DIRECTIVE
In the entries, switch "pretty-printed" to "indented" throughout the stretch from the line containing "Tag a single point on each instance of the tree in" through the end of the entries. Give back only that stretch, with everything else left unchanged.

SOURCE RECORDS
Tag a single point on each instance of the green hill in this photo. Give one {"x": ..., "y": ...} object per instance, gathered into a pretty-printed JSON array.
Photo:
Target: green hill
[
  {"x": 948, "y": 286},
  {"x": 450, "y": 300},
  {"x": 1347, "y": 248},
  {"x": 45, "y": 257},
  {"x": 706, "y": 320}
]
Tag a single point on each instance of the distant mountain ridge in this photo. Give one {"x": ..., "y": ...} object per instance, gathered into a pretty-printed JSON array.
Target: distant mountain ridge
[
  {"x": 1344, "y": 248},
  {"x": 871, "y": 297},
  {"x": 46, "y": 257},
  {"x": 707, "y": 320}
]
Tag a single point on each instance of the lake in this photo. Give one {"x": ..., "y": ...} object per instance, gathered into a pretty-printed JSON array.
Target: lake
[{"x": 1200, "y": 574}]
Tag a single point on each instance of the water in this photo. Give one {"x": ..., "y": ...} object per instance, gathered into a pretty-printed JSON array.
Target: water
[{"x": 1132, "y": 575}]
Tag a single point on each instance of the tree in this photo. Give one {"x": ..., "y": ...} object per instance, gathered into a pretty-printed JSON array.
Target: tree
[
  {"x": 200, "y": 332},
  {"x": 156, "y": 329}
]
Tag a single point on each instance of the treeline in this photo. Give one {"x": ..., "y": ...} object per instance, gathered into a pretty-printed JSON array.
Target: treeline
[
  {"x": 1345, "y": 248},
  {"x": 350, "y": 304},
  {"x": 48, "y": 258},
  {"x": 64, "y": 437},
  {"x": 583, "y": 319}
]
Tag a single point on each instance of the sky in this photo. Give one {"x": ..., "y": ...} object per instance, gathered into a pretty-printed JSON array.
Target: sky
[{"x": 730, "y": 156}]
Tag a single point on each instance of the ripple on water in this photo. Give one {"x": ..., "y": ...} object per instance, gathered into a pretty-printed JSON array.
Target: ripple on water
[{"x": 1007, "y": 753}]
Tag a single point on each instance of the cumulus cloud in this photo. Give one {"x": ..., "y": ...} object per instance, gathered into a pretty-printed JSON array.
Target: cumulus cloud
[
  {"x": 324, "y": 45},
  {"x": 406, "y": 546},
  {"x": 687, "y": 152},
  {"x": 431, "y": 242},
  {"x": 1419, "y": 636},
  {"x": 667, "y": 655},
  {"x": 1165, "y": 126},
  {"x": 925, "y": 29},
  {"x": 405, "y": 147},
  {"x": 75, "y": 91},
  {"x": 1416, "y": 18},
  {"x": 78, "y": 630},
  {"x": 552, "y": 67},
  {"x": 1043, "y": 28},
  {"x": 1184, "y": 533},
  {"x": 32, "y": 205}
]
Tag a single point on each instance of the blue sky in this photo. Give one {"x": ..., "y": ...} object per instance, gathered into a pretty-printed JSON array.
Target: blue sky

FINISHED TASK
Tag a single point on each instance of the tree in this photo. Give one {"x": ..., "y": ...} object per instance, gathered into a indented JSON array.
Target: tree
[
  {"x": 200, "y": 332},
  {"x": 156, "y": 329}
]
Tag a single point on each instance of the treeline in this photo. Give one {"x": ..., "y": ...} object per instance, gathered into a indented JSON array.
Target: treeline
[
  {"x": 1345, "y": 248},
  {"x": 350, "y": 304},
  {"x": 48, "y": 258},
  {"x": 64, "y": 437},
  {"x": 583, "y": 319}
]
Tag a single point on each instance of the sky in this photo. Give one {"x": ..., "y": ...} object per instance, gathered into a indented JSON array.
Target: sky
[{"x": 730, "y": 156}]
Tag a single point on each instance of the ripple on water in this photo. Give one {"x": ..., "y": ...} object per instance, gathered into a indented JSON array.
Target: ripple on water
[{"x": 1007, "y": 753}]
Tag a single point on each instance of the cumulus cloud in this photo. Give one {"x": ..., "y": ...} object per instance, gathered into a indented JSON array.
Target: cumulus cloud
[
  {"x": 324, "y": 45},
  {"x": 406, "y": 546},
  {"x": 687, "y": 152},
  {"x": 431, "y": 242},
  {"x": 1419, "y": 636},
  {"x": 667, "y": 655},
  {"x": 1165, "y": 126},
  {"x": 925, "y": 29},
  {"x": 405, "y": 147},
  {"x": 75, "y": 91},
  {"x": 1416, "y": 18},
  {"x": 78, "y": 630},
  {"x": 552, "y": 67},
  {"x": 1043, "y": 28},
  {"x": 1184, "y": 533},
  {"x": 32, "y": 205}
]
Tag a single point on each instance of the blue sky in this photo. Give one {"x": ..., "y": ...} object per instance, gathered into a indented JSON array.
Target: blue sky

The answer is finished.